* begin *

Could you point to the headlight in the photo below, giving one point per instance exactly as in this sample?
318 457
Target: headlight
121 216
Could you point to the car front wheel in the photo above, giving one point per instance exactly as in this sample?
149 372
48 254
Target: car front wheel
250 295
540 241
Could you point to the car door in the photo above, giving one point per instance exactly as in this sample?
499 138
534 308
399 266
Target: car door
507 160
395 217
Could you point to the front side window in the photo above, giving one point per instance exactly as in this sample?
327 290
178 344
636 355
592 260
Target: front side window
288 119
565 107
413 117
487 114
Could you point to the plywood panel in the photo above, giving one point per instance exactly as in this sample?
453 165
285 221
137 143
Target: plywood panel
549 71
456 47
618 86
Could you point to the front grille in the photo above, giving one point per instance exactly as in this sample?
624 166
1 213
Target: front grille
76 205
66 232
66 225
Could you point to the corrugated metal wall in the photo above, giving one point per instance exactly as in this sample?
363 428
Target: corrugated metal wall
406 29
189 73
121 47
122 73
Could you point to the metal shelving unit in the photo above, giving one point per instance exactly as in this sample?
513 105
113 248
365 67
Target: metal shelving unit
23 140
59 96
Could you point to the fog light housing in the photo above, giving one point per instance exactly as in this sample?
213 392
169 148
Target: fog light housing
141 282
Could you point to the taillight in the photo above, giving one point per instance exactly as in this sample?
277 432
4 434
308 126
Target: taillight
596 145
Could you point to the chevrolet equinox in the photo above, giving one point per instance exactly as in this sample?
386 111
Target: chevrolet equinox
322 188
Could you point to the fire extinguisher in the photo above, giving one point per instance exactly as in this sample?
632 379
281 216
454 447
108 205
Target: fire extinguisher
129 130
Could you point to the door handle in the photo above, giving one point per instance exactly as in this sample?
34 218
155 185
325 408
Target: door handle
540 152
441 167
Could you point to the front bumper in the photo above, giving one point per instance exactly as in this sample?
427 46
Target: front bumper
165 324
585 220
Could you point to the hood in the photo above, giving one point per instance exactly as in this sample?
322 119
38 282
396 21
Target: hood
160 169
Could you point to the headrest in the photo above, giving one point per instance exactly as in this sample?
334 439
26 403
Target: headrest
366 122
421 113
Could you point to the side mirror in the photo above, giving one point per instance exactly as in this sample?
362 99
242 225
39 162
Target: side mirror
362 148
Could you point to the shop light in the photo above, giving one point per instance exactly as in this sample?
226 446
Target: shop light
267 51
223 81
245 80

* end *

Rewrite every line in the stretch from the line containing "Could you point to the side" through the end of the records, requests included, and scale only the point coordinates given as answers by multiplying each by 1.95 and rounding to a whole number, with halves rounded up. Leave the numbers in the requests and their sample points unchanged.

* [Response to this task]
Could you point to the side mirror in the photo above, giving one point per instance exactly as in this sample?
362 99
242 225
39 162
Target: side mirror
706 289
Could you point to the shop light in the photo above, giving one point per instance exactly as in this sample?
226 446
Target: shop light
521 99
435 158
478 156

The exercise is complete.